What is being asked
Report how many lines in the material below contain the string "yellow". Case counts. Give only the number.

Material for the task
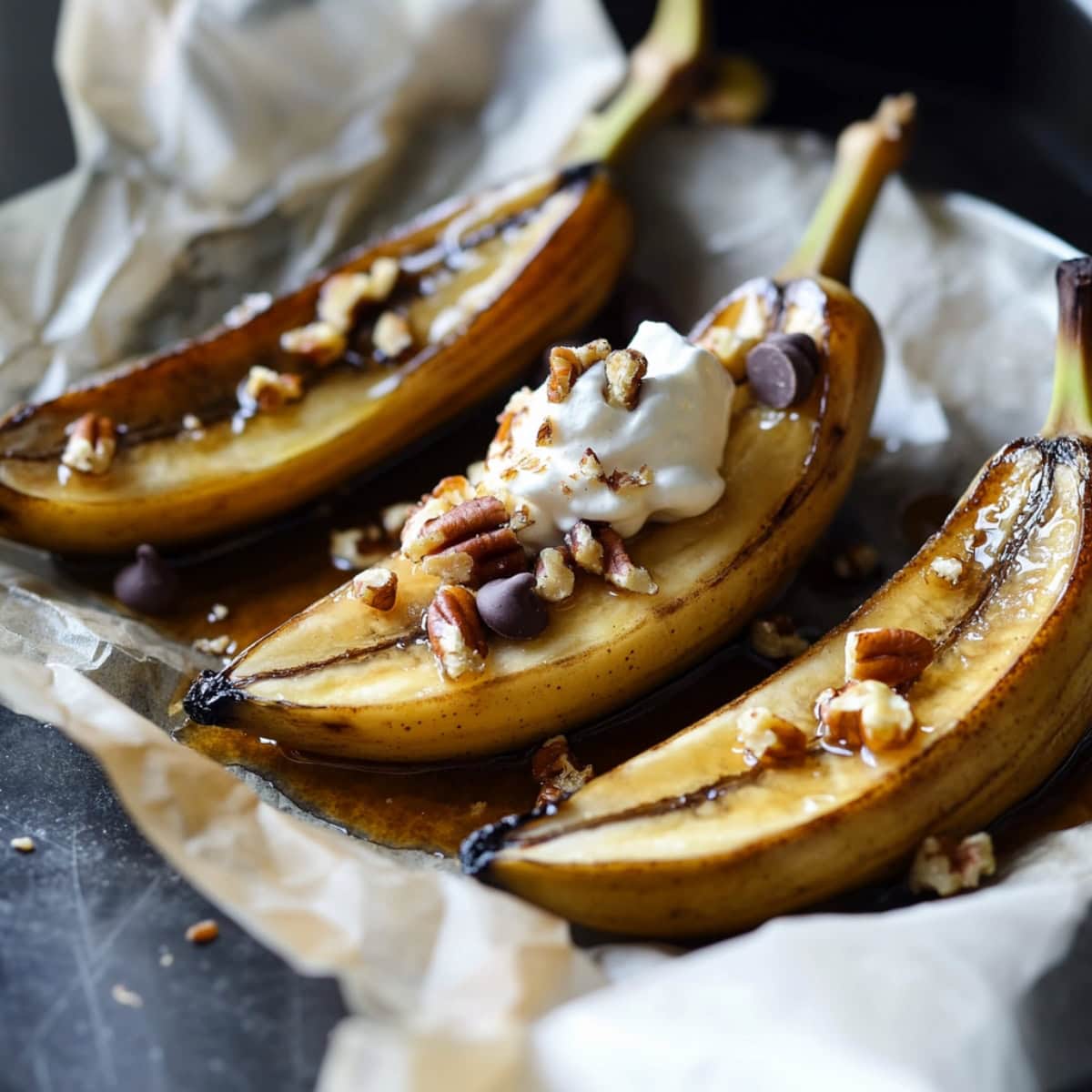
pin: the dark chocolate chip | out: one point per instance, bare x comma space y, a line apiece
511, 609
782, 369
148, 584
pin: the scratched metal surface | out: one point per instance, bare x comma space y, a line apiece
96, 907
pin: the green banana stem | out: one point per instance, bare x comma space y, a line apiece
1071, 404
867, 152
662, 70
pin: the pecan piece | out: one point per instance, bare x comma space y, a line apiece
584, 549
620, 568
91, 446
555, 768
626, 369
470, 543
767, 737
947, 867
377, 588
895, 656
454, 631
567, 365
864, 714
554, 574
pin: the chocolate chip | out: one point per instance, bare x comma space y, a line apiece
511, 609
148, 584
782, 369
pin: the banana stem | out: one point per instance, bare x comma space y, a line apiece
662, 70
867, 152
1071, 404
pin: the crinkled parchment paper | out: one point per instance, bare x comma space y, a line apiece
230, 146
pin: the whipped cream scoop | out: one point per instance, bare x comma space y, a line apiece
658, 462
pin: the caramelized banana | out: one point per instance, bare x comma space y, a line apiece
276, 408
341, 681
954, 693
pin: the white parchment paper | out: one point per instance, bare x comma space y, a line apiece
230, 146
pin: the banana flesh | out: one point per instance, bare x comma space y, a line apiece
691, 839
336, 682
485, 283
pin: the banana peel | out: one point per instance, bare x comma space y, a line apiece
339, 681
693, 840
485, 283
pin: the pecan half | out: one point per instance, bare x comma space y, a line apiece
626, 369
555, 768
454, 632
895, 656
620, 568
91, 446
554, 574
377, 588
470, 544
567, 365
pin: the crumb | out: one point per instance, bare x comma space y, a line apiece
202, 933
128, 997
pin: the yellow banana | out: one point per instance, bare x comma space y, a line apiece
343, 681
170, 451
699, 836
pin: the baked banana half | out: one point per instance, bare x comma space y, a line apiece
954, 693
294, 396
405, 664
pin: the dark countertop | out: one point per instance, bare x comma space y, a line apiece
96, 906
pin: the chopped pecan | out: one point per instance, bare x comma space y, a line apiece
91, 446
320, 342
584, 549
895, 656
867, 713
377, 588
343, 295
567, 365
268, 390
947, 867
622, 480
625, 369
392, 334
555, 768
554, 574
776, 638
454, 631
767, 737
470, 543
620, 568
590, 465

==

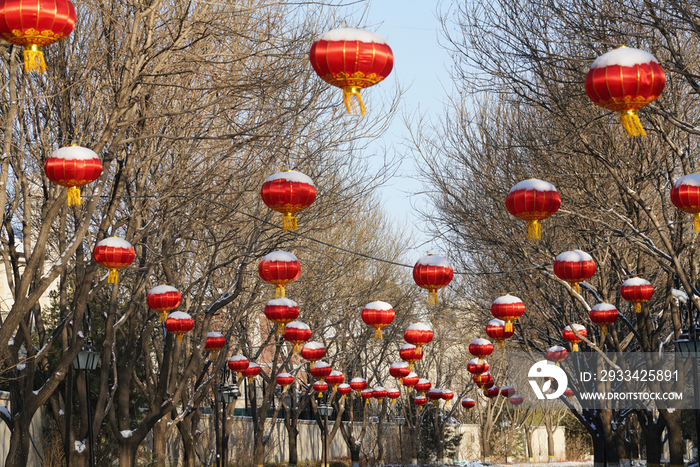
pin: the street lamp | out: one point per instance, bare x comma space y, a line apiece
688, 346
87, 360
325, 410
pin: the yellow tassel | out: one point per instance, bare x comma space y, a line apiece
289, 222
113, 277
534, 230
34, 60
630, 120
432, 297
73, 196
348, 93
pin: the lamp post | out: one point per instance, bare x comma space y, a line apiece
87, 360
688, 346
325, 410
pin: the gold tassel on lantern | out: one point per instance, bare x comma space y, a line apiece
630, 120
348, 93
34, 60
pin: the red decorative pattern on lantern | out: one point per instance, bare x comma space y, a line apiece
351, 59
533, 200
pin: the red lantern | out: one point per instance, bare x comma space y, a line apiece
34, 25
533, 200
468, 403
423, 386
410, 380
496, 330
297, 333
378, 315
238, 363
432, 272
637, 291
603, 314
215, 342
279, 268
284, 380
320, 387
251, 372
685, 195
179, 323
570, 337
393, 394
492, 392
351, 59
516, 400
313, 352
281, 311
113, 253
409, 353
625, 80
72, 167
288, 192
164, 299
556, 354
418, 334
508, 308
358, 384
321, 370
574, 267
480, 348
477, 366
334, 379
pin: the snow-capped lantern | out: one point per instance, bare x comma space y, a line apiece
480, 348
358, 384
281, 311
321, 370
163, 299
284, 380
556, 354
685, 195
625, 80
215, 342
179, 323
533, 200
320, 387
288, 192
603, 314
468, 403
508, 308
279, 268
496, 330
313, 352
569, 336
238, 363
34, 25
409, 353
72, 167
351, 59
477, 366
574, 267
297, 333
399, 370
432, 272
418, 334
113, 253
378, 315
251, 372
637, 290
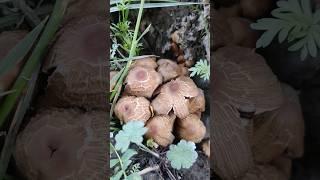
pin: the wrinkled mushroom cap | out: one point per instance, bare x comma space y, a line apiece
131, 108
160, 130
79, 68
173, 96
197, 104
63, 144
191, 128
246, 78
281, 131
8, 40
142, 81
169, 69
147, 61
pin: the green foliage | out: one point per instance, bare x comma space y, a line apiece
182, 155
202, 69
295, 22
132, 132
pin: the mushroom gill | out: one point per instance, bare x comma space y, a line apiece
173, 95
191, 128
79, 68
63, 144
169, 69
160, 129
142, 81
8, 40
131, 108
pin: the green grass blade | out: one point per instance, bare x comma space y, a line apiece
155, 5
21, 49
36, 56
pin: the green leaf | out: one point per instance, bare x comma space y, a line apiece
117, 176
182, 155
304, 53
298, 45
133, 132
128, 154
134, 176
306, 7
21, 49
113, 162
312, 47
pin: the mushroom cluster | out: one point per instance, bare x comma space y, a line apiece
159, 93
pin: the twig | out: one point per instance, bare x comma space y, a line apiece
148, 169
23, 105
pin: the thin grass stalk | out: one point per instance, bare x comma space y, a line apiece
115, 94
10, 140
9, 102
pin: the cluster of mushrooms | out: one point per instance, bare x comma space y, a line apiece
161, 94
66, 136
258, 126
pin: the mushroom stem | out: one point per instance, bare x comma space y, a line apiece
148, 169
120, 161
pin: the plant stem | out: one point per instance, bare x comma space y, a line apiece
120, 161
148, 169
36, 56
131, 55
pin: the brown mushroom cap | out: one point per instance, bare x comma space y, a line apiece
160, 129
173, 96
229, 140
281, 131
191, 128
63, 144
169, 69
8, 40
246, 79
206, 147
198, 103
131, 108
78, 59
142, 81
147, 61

* * *

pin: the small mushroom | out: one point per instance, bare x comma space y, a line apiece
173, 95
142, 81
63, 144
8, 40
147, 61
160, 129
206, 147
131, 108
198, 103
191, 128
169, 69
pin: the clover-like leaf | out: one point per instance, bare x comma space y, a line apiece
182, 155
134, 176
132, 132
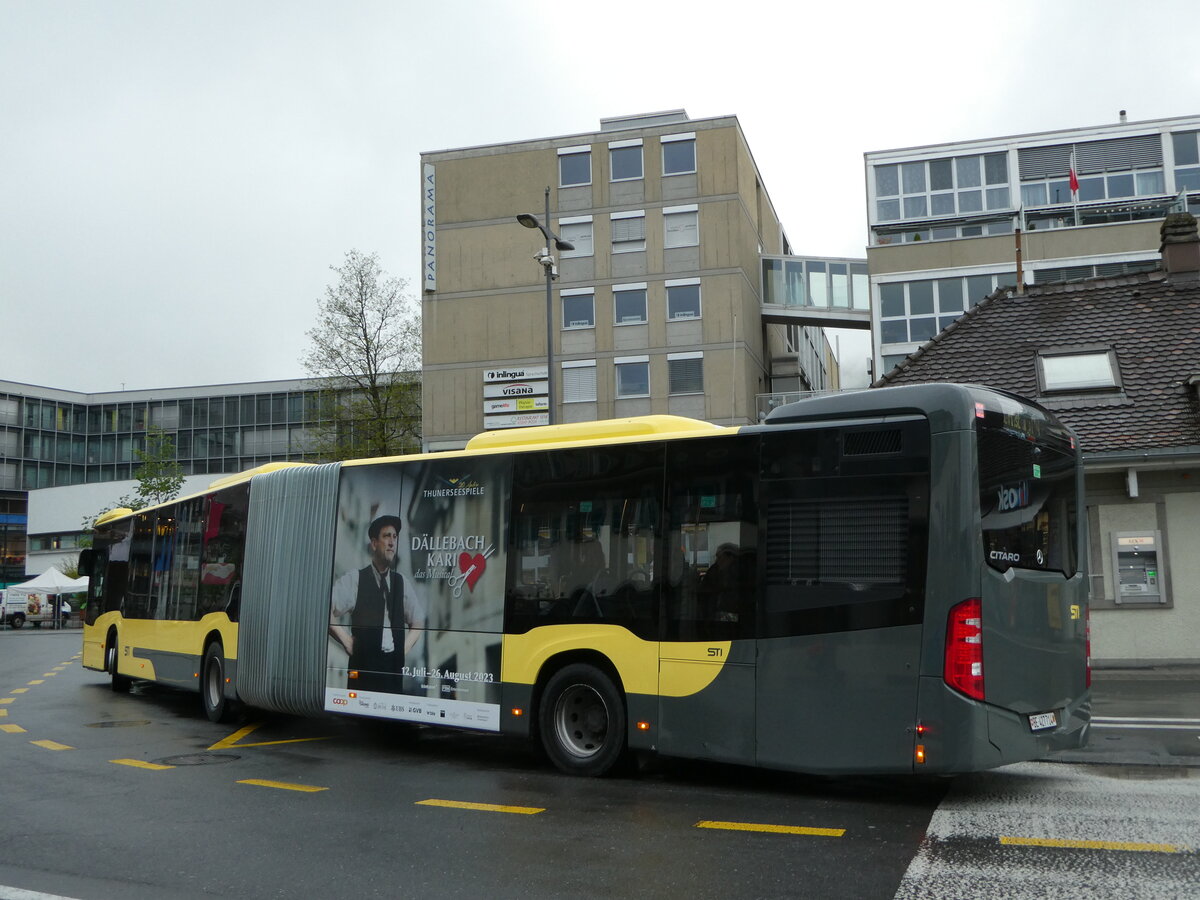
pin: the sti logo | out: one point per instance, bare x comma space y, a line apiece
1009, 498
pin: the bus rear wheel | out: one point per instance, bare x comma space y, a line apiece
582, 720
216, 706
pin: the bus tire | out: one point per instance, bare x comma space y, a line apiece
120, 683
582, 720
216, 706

Solution for this exercise
2